Text segment:
KentuckyFC writes "Last year, a group of Iranian physicists made a puzzling discovery. They placed a thin film of water in a small cell and bathed it in two perpendicular electric fields. To their surprise this caused the water to rotate. They called their device a liquid film motor and posted on the web a cool set of movies showing the phenomenon. The puzzle is this: the electric fields are static, so what's driving the motor? Now another group of physicists has the answer: a complex interaction between the electric field, the cell container and the liquid causes water to move along the cell wall. Crucially, it moves in opposite directions on opposite sides of the cell and so sets up a circular flow. The phenomenon works only when friction and surface tension are significant forces so the effect is entirely scale dependent. That's probably why we haven't seen it before and also why it could have important implications for microfluidic devices such as lab-on-a-chip."

4 of 241 comments (clear)

  1. Re:at least something by N1AK · · Score: 4, Insightful

    Nice to see at least something coming out of that region of the world nowadays that has no relation to terrorists or nukes.

    It is nice to see something that isn't negative about Iran getting into western news. Iran has a population around that of the United Kingdom so I have no doubt that numerous beneficial scientific discoveries are made there.

  2. Re:What a weasel sentence by ad0n · · Score: 5, Insightful

    What is worse? N1AK suggesting that out of a population of X size, you might get Y innovations (where X:Y has a common ration across various countries), or your post that suggests N1AK is an unscientific proponent of religious zealots?

    I'm left wondering if you would make the same claim if we were talking about a (say..) South American country rather than Iran.

  3. Re:absolutely wrong by dargaud · · Score: 4, Insightful

    you SHOULD earn a pittance as a university researcher [...] however, when you DO find something of value, guess what: you cash out and become a millionaire

    No. That will lead to people only working in fields where they can 'make it big' and leave all the rest which, as history has taught us again and again, is where the discoveries of tomorrow are to be made. Basically it would push technology and drop fundamental research. You think like a bean counter.

    Disclaimer, I work in research. And not everybody who does 'discovers' things. I design instrumentation; as such I'll never 'discover' anything and I'm rarely associated in publications. So for you it means I should earn a pittance with no hope of anything better.

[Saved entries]
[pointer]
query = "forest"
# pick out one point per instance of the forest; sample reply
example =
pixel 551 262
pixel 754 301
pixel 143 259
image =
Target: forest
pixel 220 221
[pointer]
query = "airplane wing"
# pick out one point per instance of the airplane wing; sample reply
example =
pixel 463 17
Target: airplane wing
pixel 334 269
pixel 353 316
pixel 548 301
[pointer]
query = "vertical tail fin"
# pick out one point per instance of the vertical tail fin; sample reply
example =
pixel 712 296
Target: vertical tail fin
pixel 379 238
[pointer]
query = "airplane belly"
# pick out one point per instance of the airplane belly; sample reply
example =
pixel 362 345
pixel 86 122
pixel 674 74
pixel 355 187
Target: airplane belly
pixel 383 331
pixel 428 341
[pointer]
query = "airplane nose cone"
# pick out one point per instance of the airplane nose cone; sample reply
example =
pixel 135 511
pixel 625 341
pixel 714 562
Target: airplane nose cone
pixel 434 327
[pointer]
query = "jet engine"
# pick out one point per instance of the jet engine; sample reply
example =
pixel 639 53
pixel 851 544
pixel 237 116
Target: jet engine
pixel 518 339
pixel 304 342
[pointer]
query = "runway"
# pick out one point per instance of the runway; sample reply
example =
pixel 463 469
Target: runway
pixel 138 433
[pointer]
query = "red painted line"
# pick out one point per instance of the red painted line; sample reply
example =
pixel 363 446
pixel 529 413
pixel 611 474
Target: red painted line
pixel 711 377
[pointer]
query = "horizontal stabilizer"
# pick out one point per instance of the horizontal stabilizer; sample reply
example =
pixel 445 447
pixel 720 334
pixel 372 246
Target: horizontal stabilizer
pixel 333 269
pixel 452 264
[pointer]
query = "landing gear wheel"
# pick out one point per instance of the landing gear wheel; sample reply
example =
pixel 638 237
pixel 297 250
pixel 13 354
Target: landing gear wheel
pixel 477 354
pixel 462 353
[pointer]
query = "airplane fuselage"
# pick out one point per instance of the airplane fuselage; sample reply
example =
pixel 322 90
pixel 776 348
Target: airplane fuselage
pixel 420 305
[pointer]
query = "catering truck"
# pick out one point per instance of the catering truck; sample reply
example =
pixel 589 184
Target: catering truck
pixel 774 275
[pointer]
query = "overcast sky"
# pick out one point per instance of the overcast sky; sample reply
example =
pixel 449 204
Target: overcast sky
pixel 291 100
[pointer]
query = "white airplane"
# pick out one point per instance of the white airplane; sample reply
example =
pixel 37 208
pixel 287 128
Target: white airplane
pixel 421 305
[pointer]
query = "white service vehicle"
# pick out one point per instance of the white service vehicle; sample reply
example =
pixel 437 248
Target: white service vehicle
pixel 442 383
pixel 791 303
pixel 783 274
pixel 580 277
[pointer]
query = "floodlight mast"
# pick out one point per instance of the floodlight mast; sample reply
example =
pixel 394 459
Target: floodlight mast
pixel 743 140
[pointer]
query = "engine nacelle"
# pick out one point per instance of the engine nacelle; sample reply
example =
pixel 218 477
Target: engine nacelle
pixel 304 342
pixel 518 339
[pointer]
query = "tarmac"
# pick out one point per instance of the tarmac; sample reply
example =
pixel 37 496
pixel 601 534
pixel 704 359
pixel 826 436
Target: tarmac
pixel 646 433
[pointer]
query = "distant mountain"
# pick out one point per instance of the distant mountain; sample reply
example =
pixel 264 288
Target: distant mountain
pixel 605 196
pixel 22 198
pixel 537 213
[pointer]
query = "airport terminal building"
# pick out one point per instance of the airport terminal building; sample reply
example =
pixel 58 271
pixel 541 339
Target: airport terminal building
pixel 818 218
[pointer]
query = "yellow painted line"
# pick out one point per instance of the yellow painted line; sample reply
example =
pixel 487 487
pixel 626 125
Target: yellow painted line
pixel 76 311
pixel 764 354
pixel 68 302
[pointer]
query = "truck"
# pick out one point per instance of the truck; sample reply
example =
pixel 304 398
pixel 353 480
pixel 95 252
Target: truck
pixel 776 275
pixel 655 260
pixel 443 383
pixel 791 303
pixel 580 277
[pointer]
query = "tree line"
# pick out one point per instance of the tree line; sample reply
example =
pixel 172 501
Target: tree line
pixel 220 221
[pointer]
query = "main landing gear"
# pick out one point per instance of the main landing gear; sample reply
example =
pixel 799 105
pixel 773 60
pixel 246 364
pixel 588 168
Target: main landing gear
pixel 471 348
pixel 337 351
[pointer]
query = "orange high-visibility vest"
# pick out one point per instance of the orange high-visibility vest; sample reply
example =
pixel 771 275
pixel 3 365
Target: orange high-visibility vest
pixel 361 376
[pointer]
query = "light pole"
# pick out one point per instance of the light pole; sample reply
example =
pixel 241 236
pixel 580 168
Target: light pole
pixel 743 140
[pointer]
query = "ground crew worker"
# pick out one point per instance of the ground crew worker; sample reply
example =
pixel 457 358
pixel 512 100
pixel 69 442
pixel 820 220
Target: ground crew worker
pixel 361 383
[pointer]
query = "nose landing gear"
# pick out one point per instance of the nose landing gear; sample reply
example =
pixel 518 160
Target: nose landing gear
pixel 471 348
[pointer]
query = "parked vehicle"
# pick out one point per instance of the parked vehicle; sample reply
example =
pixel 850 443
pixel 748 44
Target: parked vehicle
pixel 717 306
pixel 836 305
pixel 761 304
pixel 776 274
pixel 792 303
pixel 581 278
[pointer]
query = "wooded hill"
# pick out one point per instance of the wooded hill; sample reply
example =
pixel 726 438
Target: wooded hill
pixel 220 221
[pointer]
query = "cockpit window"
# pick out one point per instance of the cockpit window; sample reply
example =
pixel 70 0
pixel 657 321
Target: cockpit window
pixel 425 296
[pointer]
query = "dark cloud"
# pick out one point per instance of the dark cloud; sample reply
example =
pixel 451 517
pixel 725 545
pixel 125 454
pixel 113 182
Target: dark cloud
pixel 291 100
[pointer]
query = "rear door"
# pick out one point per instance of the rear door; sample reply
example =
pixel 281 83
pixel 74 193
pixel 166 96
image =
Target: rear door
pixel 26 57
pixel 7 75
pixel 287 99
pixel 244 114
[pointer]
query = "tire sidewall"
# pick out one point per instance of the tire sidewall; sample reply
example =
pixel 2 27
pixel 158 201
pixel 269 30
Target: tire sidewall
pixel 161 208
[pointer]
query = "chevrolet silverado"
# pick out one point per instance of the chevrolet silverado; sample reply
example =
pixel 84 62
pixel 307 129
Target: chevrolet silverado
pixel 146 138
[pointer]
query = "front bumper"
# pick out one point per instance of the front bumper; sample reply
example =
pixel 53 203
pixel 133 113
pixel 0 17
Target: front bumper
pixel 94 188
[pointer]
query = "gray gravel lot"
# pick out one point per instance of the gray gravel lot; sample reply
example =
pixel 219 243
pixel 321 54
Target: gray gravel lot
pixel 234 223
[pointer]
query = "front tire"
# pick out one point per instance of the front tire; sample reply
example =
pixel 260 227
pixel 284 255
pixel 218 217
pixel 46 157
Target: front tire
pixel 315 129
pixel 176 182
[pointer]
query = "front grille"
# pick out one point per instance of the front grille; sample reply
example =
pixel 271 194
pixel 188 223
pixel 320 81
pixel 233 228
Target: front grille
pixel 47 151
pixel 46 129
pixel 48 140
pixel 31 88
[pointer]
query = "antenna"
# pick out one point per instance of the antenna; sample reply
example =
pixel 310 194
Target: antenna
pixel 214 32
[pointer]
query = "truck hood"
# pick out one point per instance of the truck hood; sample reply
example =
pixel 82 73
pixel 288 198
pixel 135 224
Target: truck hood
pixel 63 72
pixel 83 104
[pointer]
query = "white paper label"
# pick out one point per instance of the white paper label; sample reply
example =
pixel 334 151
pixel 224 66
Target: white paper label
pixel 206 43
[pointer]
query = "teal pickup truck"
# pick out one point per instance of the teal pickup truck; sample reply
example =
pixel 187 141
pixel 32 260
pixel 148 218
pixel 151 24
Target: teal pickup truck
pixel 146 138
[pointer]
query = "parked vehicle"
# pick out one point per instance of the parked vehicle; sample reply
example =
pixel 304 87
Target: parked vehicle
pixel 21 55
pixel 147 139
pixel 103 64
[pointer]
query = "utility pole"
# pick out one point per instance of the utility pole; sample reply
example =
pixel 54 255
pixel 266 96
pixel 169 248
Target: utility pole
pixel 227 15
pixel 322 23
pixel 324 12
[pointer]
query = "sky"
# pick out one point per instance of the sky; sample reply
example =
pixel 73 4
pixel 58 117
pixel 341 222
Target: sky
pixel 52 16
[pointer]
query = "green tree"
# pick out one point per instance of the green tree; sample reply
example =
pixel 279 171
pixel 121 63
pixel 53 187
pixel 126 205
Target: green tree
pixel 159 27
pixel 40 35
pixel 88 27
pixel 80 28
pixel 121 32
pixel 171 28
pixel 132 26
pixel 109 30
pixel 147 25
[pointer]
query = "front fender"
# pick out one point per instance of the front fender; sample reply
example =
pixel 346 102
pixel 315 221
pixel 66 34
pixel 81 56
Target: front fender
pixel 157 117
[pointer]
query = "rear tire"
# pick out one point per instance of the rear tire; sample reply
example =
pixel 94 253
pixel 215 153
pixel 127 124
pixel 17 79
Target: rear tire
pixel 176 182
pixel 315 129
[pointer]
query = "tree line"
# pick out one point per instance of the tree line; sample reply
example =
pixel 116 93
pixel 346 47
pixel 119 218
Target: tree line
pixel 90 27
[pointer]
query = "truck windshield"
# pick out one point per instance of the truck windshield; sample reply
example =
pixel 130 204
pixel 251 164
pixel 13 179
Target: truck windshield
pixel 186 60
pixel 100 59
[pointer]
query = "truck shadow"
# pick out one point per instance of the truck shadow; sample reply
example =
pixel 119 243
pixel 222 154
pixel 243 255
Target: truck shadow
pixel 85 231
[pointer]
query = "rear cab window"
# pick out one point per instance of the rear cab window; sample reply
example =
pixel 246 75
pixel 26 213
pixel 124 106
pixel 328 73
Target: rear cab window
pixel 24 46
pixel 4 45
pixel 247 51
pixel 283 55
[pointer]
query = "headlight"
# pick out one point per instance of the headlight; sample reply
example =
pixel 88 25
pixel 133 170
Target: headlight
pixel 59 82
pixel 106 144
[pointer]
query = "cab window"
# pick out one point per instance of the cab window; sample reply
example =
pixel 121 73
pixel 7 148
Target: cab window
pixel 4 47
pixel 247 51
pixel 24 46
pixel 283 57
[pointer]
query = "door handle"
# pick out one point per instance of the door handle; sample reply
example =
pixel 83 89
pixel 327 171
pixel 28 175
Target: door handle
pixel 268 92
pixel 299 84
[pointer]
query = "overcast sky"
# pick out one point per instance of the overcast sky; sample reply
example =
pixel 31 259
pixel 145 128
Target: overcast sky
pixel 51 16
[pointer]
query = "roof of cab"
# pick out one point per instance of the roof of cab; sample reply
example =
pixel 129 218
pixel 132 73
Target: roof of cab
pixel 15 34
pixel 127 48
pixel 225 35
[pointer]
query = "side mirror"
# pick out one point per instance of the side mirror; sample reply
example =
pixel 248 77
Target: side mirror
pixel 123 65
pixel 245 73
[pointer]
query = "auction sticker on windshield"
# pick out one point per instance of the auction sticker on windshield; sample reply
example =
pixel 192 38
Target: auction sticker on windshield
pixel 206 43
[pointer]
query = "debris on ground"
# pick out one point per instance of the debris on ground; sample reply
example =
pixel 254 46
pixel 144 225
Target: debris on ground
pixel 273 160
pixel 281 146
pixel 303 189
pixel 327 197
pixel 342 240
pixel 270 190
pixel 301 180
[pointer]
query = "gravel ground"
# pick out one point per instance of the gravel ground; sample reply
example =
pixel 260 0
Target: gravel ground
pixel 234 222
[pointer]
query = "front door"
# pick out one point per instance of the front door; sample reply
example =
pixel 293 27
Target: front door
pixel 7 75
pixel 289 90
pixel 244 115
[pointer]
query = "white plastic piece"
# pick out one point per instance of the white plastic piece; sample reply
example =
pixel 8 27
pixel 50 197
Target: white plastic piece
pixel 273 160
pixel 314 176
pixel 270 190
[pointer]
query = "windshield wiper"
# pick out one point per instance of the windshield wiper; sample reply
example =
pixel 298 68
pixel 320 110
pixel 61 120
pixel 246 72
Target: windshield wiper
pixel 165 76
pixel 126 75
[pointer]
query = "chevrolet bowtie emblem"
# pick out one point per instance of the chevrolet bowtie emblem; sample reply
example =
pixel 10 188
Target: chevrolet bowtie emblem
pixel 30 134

Objectives:
[a] In the text on rotating water films, what did the Iranian physicists call their device?
[b] Locate each line in the records that includes the string "gravel", and copy those lines out in full.

Solutions to the problems:
[a] A liquid film motor.

[b]
query = "gray gravel lot"
# pick out one point per instance of the gray gravel lot; sample reply
Target: gray gravel lot
query = "gravel ground"
# pick out one point per instance of the gravel ground; sample reply
Target: gravel ground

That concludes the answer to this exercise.